Start of Data excerpts

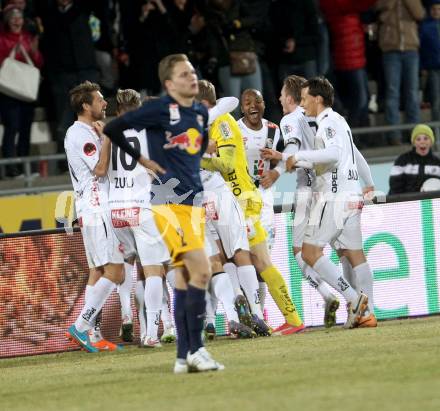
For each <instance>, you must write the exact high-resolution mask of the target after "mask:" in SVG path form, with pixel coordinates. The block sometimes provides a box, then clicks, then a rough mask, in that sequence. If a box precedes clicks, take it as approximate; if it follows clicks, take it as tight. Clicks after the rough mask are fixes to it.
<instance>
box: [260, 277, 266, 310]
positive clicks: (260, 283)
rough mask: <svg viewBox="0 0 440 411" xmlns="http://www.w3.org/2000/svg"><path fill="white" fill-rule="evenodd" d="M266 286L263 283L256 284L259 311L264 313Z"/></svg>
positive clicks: (265, 284) (265, 294) (265, 299)
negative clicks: (258, 302) (259, 305)
mask: <svg viewBox="0 0 440 411" xmlns="http://www.w3.org/2000/svg"><path fill="white" fill-rule="evenodd" d="M266 293H267V284H266V283H265V282H264V281H259V282H258V296H259V297H260V307H261V311H263V313H264V303H265V302H266Z"/></svg>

End of Data excerpts

## Exercise instructions:
Reproduce all of the material above character for character, leaving out the pictures.

## Output of the task:
For each <instance>, you must write the exact high-resolution mask of the target after "mask:" in SVG path form, with pixel coordinates. The block sometimes provides a box, then clicks, then a rough mask, in that sequence. If a box precedes clicks, take it as approximate; if it follows clicks, take it as tight. Clicks after the rough mask are fixes to it.
<instance>
box: [260, 277, 266, 310]
positive clicks: (260, 283)
rough mask: <svg viewBox="0 0 440 411" xmlns="http://www.w3.org/2000/svg"><path fill="white" fill-rule="evenodd" d="M266 286L263 283L256 284L259 311L264 313Z"/></svg>
positive clicks: (265, 284) (265, 294) (265, 299)
negative clicks: (258, 302) (259, 305)
mask: <svg viewBox="0 0 440 411" xmlns="http://www.w3.org/2000/svg"><path fill="white" fill-rule="evenodd" d="M266 293H267V284H266V283H265V282H264V281H259V282H258V296H259V297H260V307H261V311H263V313H264V303H265V302H266Z"/></svg>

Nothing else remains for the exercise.